*The problem*: Could you repeat every one of the rows below word for word, in the same order?

═══

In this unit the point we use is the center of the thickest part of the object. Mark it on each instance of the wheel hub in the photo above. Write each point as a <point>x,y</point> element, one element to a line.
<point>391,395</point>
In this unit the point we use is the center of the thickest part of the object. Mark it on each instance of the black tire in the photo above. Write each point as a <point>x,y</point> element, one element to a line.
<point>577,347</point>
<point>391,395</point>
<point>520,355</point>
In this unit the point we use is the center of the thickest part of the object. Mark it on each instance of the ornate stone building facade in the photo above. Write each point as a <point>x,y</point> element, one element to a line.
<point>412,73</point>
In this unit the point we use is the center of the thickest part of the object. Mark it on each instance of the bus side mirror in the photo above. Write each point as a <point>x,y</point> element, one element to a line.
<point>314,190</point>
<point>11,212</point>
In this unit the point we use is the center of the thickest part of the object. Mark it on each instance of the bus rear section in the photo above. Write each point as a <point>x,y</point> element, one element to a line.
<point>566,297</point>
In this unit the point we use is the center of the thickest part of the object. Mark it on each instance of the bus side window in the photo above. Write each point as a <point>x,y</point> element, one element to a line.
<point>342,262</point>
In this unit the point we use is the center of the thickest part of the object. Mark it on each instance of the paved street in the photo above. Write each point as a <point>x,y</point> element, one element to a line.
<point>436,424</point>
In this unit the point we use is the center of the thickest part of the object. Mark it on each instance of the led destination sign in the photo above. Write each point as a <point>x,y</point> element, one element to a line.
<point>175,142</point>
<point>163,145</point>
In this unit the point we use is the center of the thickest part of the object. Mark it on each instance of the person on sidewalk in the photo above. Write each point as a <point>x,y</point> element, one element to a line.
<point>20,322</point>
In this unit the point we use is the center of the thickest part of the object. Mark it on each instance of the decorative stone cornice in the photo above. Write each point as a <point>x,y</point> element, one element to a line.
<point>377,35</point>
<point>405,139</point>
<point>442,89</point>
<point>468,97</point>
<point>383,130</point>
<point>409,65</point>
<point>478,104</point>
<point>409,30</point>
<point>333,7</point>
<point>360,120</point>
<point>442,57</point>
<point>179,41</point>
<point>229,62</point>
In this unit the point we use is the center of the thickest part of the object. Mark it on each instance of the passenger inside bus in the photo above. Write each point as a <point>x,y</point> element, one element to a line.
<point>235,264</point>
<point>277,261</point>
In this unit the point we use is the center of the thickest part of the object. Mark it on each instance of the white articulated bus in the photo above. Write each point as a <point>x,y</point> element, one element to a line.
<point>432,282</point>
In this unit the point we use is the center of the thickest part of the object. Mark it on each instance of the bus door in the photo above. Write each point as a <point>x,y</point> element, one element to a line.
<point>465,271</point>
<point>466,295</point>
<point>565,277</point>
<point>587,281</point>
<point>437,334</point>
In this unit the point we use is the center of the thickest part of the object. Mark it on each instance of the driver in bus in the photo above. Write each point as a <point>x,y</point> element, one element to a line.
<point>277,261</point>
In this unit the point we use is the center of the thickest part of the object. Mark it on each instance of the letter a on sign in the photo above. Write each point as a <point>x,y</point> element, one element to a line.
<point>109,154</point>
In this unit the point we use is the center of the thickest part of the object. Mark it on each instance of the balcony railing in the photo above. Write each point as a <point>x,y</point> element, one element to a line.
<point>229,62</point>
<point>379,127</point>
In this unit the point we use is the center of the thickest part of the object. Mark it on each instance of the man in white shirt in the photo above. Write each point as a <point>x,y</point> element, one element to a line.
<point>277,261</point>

═══

*Exercise result*:
In this unit the point we use is the center of the thickest part of the object. Mark it on each instance of the wheel hub in the photo above. Write each point as a <point>x,y</point> element, one element to a line.
<point>391,395</point>
In this unit the point we use is the center of the thickest part of the object. Mark it on each instance of the black tire in the photo above. Write each point as a <point>x,y</point> element, one element to a line.
<point>577,347</point>
<point>391,395</point>
<point>520,355</point>
In this unit the point we use is the center of the thickest part of the object. Mark it on each instance of the ornate stone building facade in the photo above. Write each point as a <point>x,y</point> element, one element to a line.
<point>412,73</point>
In this unit the point we use is the center of the thickest part of the object. Mark it on each instance of the bus side mirror in the photo above. Write each point as a <point>x,y</point> element, one element to a line.
<point>314,190</point>
<point>11,212</point>
In this unit the point we use is the center of the thickest part of the object. Mark it on each instance of the bus rear section in the photo above. Write each point as a <point>x,y</point> element, one element to a line.
<point>566,297</point>
In this unit the point we use is the center of the thickest part of the object. Mark it on each instance of the bus side window in the photo above. Write each point as a <point>x,y</point> element, one element to a line.
<point>342,262</point>
In this unit the point we use is the center of the thickest part of the object. Mark it on each instance of the paved street in the photo above. Write each point as a <point>x,y</point> element, one element to a line.
<point>436,424</point>
In this unit the point we use is the center of the thickest part of the object. Mark it on each instance of the led destination sign in the photo above. Write each point as a <point>x,y</point> element, one element to a line.
<point>175,142</point>
<point>163,145</point>
In this unit the point we use is the center of the thickest part of the object. Mark it on each instance of the person on sidewalk in the photo above. Write each point as a <point>x,y</point> element, one element to a line.
<point>20,322</point>
In this unit the point we use is the center of the thickest part of the object. Mark it on each instance of the decorative stone cornice in the photo above. Write each point as a <point>x,y</point> element, one element to a line.
<point>377,35</point>
<point>405,139</point>
<point>442,89</point>
<point>468,97</point>
<point>383,130</point>
<point>409,65</point>
<point>478,104</point>
<point>409,30</point>
<point>333,7</point>
<point>360,120</point>
<point>442,57</point>
<point>179,41</point>
<point>229,62</point>
In this unit the point we use is the center of the thickest part of the object. Mark it on each instance of the passenger inside bus in the photo above. Write each point as a <point>x,y</point> element, one element to a line.
<point>235,264</point>
<point>277,261</point>
In this unit the point we use is the center of the thickest part of the object. Mark it on each instance of the white articulated bus in the photo above. Write each point as a <point>x,y</point> element, one element to a line.
<point>432,282</point>
In this unit the point we use is the center of the thickest part of the object. Mark it on each instance of the bus door in the photo above. Write each point as a <point>x,y</point> element, one element to a line.
<point>465,271</point>
<point>466,295</point>
<point>565,277</point>
<point>587,281</point>
<point>437,334</point>
In this unit the point we use is the center of the thickest part of the object. Mark it on each instance of the driver in bus in the photo above. Write each point as a <point>x,y</point> element, one element to a line.
<point>277,261</point>
In this unit the point we use is the center of the thickest part of the object. Mark it on each instance of the letter a on sign in the photo above. Write each point as a <point>x,y</point> element, one element to a line.
<point>109,154</point>
In this unit the point we use is the center of the thickest part of the object. Mark it on each instance of the balcony railing in the photo above. Write each point as a <point>x,y</point> element, one element to a line.
<point>229,62</point>
<point>379,127</point>
In this unit the point we use is the center of the thickest part of the object. Mark it on each instance of the man in white shirt in the photo above. Write each point as a <point>x,y</point> element, one element to a line.
<point>277,261</point>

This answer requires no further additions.